## YOUR GOAL
Can you rewrite the records below as a JSON list of strings, with one string for each line and blank lines left out?

## INPUT MATERIAL

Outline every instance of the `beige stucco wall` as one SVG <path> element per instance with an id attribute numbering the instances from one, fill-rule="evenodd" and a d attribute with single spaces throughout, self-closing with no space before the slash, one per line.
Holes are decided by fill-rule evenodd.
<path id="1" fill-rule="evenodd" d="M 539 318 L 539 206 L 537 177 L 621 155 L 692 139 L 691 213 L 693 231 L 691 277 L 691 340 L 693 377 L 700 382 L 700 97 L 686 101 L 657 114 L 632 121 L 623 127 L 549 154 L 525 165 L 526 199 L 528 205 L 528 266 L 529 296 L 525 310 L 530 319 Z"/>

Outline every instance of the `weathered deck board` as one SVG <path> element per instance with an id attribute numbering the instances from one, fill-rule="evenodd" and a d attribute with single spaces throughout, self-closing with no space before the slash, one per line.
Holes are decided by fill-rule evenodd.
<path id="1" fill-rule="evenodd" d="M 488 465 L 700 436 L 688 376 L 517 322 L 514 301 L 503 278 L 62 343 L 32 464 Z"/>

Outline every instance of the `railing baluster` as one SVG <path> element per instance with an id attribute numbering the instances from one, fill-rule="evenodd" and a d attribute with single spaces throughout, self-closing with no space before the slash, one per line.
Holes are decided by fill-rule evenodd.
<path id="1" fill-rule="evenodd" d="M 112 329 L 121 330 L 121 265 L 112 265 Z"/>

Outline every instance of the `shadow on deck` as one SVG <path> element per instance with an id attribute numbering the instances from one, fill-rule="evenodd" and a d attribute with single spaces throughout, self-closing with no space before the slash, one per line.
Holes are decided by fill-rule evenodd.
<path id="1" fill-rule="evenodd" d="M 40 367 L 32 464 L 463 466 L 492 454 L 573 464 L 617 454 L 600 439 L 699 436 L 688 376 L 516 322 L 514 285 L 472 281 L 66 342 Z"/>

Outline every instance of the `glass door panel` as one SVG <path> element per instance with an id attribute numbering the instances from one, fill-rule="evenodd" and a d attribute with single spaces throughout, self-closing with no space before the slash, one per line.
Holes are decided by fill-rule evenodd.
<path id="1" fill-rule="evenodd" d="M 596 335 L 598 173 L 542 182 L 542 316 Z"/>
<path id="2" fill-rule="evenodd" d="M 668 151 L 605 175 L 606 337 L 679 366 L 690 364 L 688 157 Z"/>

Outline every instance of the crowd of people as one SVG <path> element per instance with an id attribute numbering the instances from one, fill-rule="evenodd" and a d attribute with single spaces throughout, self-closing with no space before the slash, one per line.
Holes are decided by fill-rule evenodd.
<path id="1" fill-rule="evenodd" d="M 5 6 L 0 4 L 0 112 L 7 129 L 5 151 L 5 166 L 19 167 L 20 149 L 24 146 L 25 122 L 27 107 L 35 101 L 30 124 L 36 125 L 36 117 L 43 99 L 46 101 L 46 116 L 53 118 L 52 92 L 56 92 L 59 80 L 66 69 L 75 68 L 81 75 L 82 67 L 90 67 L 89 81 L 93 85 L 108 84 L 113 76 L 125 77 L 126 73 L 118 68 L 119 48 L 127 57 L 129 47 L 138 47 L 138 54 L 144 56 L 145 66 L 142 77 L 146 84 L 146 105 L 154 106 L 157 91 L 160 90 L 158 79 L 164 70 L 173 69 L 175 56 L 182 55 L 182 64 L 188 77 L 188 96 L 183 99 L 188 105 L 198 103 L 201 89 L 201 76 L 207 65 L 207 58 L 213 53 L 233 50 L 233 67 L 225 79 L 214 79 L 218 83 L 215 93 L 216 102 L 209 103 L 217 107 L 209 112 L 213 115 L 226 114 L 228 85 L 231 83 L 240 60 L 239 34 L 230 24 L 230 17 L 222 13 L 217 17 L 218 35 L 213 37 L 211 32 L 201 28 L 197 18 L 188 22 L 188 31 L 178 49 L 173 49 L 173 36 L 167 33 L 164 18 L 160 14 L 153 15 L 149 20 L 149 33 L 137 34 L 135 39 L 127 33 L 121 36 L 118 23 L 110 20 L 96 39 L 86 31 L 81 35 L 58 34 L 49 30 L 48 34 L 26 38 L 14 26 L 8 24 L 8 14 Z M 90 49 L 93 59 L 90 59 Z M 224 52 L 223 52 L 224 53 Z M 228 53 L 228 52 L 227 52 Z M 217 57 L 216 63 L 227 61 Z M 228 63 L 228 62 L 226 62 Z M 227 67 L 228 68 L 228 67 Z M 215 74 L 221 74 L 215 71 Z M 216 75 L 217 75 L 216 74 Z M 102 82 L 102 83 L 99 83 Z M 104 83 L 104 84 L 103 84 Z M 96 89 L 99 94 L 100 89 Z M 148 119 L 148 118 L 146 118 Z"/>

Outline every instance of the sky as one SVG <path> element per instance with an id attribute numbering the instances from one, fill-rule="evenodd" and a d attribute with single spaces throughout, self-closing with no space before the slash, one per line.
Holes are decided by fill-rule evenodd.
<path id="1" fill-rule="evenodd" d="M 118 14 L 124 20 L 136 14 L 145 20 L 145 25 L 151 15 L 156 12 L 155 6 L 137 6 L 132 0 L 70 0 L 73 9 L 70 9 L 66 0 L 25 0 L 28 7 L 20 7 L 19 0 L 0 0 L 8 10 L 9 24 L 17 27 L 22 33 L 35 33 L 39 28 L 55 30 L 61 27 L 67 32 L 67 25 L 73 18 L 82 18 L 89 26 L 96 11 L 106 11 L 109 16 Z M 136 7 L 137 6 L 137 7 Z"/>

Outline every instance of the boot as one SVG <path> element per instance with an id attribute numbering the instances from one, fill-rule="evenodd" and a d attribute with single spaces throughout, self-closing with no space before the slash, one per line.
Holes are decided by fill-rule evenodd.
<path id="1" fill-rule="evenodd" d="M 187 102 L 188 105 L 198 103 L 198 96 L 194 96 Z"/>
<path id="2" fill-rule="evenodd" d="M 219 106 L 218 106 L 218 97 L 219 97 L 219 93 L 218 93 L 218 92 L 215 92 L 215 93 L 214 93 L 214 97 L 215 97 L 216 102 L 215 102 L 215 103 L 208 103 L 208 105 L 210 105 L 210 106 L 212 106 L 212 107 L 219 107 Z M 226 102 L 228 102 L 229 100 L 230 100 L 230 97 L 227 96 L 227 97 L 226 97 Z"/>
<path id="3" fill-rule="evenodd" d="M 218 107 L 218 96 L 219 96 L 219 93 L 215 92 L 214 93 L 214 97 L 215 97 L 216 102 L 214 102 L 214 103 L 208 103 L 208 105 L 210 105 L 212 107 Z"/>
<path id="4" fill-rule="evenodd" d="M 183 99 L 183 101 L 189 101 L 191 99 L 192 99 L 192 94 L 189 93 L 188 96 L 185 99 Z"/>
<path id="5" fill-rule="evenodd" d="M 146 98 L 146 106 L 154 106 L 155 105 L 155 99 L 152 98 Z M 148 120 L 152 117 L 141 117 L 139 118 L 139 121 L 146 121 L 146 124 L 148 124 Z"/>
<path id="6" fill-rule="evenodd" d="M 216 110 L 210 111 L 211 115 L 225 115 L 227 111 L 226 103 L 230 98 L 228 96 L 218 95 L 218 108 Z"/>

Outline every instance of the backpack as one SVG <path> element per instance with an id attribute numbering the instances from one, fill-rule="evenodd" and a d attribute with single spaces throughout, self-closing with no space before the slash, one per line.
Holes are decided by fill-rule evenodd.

## WRITTEN RESPONSE
[
  "Outline every instance of the `beige stucco wall` as one SVG <path> element per instance with an id attribute numbering the instances from one, fill-rule=\"evenodd\" and a d attribute with single spaces throughout, self-closing with no space before the slash, one per line.",
  "Holes are decided by fill-rule evenodd.",
  "<path id=\"1\" fill-rule=\"evenodd\" d=\"M 539 318 L 539 206 L 537 177 L 621 155 L 692 139 L 691 213 L 693 231 L 691 277 L 691 340 L 693 377 L 700 382 L 700 97 L 686 101 L 657 114 L 632 121 L 623 127 L 549 154 L 525 165 L 526 199 L 528 205 L 528 266 L 529 296 L 525 310 L 530 319 Z\"/>",
  "Outline every instance of the `weathered deck board` as one SVG <path> element per instance with an id attribute numbering the instances from one, fill-rule=\"evenodd\" and a d attribute with single spaces throughout, self-closing with no space before the slash, one per line.",
  "Holes are decided by fill-rule evenodd.",
  "<path id=\"1\" fill-rule=\"evenodd\" d=\"M 488 465 L 700 436 L 688 376 L 517 322 L 514 301 L 503 278 L 62 343 L 32 464 Z\"/>",
  "Outline every instance of the `railing baluster` as one SVG <path> element per instance with an id attribute numbering the instances from one, fill-rule=\"evenodd\" and a d attribute with single spaces throughout, self-closing with no space before the slash, one per line.",
  "Holes are decided by fill-rule evenodd.",
  "<path id=\"1\" fill-rule=\"evenodd\" d=\"M 112 329 L 121 330 L 121 265 L 112 265 Z\"/>",
  "Outline every instance of the `shadow on deck` as one SVG <path> element per instance with an id attribute numbering the instances from one, fill-rule=\"evenodd\" and a d attribute with single spaces throughout, self-closing with no space before the slash, one per line.",
  "Holes are decided by fill-rule evenodd.",
  "<path id=\"1\" fill-rule=\"evenodd\" d=\"M 40 367 L 32 464 L 463 466 L 492 454 L 573 464 L 617 454 L 600 439 L 699 436 L 688 376 L 516 322 L 514 285 L 472 281 L 66 342 Z\"/>",
  "Outline every instance of the `glass door panel` as one SVG <path> element per instance with an id attribute numbering the instances from one, fill-rule=\"evenodd\" and a d attribute with single spaces throughout, self-closing with no space before the slash, one per line.",
  "Holes are decided by fill-rule evenodd.",
  "<path id=\"1\" fill-rule=\"evenodd\" d=\"M 596 335 L 598 173 L 542 182 L 542 316 Z\"/>",
  "<path id=\"2\" fill-rule=\"evenodd\" d=\"M 668 151 L 605 175 L 606 337 L 679 366 L 690 364 L 688 157 Z\"/>",
  "Outline every instance of the crowd of people as one SVG <path> element per instance with an id attribute numbering the instances from one, fill-rule=\"evenodd\" and a d attribute with single spaces throughout, self-closing with no space before the slash, one per line.",
  "Holes are decided by fill-rule evenodd.",
  "<path id=\"1\" fill-rule=\"evenodd\" d=\"M 5 6 L 0 4 L 0 112 L 7 129 L 5 151 L 5 166 L 19 167 L 20 149 L 24 146 L 25 122 L 27 107 L 35 101 L 30 124 L 36 125 L 36 117 L 43 99 L 46 101 L 46 116 L 53 118 L 52 92 L 56 92 L 59 80 L 66 69 L 75 68 L 81 75 L 82 67 L 90 67 L 89 81 L 93 85 L 108 84 L 113 76 L 125 77 L 126 73 L 118 68 L 119 48 L 127 57 L 129 47 L 138 47 L 138 54 L 144 56 L 145 66 L 142 77 L 146 84 L 146 105 L 154 106 L 157 91 L 160 90 L 158 79 L 164 70 L 173 69 L 175 56 L 182 55 L 182 64 L 188 77 L 188 96 L 183 99 L 188 105 L 198 103 L 201 89 L 201 76 L 207 65 L 207 58 L 213 53 L 233 50 L 233 67 L 225 79 L 214 79 L 218 83 L 215 93 L 216 102 L 209 103 L 217 107 L 209 112 L 213 115 L 226 114 L 228 85 L 231 83 L 240 60 L 239 34 L 230 24 L 230 17 L 222 13 L 217 17 L 218 35 L 213 37 L 211 32 L 201 28 L 197 18 L 188 22 L 188 31 L 178 49 L 173 49 L 173 36 L 167 33 L 164 18 L 160 14 L 153 15 L 149 20 L 149 33 L 137 34 L 135 39 L 127 33 L 121 36 L 118 23 L 110 20 L 96 39 L 86 31 L 81 35 L 58 34 L 49 30 L 48 34 L 26 38 L 14 26 L 8 24 L 8 14 Z M 90 49 L 93 59 L 90 59 Z M 224 52 L 223 52 L 224 53 Z M 228 53 L 228 52 L 227 52 Z M 217 57 L 216 63 L 227 61 Z M 228 63 L 228 62 L 226 62 Z M 227 67 L 228 68 L 228 67 Z M 215 74 L 221 74 L 215 71 Z M 216 75 L 217 75 L 216 74 Z M 102 82 L 102 83 L 99 83 Z M 104 83 L 104 84 L 103 84 Z M 96 89 L 99 94 L 100 89 Z M 148 119 L 148 118 L 146 118 Z\"/>",
  "Outline every instance of the sky as one SVG <path> element per instance with an id attribute numbering the instances from one, fill-rule=\"evenodd\" and a d attribute with single spaces throughout, self-closing with no space before the slash, one per line.",
  "Holes are decided by fill-rule evenodd.",
  "<path id=\"1\" fill-rule=\"evenodd\" d=\"M 118 14 L 124 20 L 136 14 L 145 20 L 145 25 L 151 15 L 156 12 L 155 6 L 137 6 L 132 0 L 70 0 L 73 9 L 70 9 L 66 0 L 25 0 L 28 7 L 20 7 L 19 0 L 0 0 L 8 10 L 9 24 L 17 27 L 22 33 L 35 33 L 39 28 L 55 30 L 61 27 L 67 32 L 67 25 L 73 18 L 82 18 L 89 26 L 96 11 L 106 11 L 109 16 Z M 136 7 L 137 6 L 137 7 Z\"/>",
  "Outline every instance of the boot as one SVG <path> element per instance with an id attribute numbering the instances from one, fill-rule=\"evenodd\" and a d attribute with single spaces throughout, self-closing with no space before the slash, one per line.",
  "Holes are decided by fill-rule evenodd.",
  "<path id=\"1\" fill-rule=\"evenodd\" d=\"M 187 102 L 188 105 L 198 103 L 198 96 L 194 96 Z\"/>",
  "<path id=\"2\" fill-rule=\"evenodd\" d=\"M 219 106 L 218 106 L 218 97 L 219 97 L 219 93 L 218 93 L 218 92 L 215 92 L 215 93 L 214 93 L 214 97 L 215 97 L 216 102 L 215 102 L 215 103 L 208 103 L 208 105 L 210 105 L 210 106 L 212 106 L 212 107 L 219 107 Z M 226 102 L 228 102 L 229 100 L 230 100 L 230 97 L 227 96 L 227 97 L 226 97 Z\"/>",
  "<path id=\"3\" fill-rule=\"evenodd\" d=\"M 218 107 L 218 96 L 219 96 L 219 93 L 215 92 L 214 93 L 214 97 L 215 97 L 216 102 L 214 102 L 214 103 L 208 103 L 208 105 L 210 105 L 212 107 Z\"/>",
  "<path id=\"4\" fill-rule=\"evenodd\" d=\"M 183 99 L 183 101 L 189 101 L 191 99 L 192 99 L 192 94 L 189 93 L 188 96 L 185 99 Z\"/>",
  "<path id=\"5\" fill-rule=\"evenodd\" d=\"M 146 98 L 146 106 L 154 106 L 155 105 L 155 99 L 152 98 Z M 148 120 L 152 117 L 141 117 L 139 118 L 139 121 L 146 121 L 146 124 L 148 124 Z\"/>",
  "<path id=\"6\" fill-rule=\"evenodd\" d=\"M 216 110 L 210 111 L 211 115 L 225 115 L 227 111 L 226 103 L 230 98 L 228 96 L 218 95 L 218 108 Z\"/>",
  "Outline every instance of the backpack as one SVG <path> element per instance with an id attribute numbering the instances from one, fill-rule=\"evenodd\" and a d attribute with single spaces throughout, self-closing with no space before the slash, one per line.",
  "Holes are decided by fill-rule evenodd."
]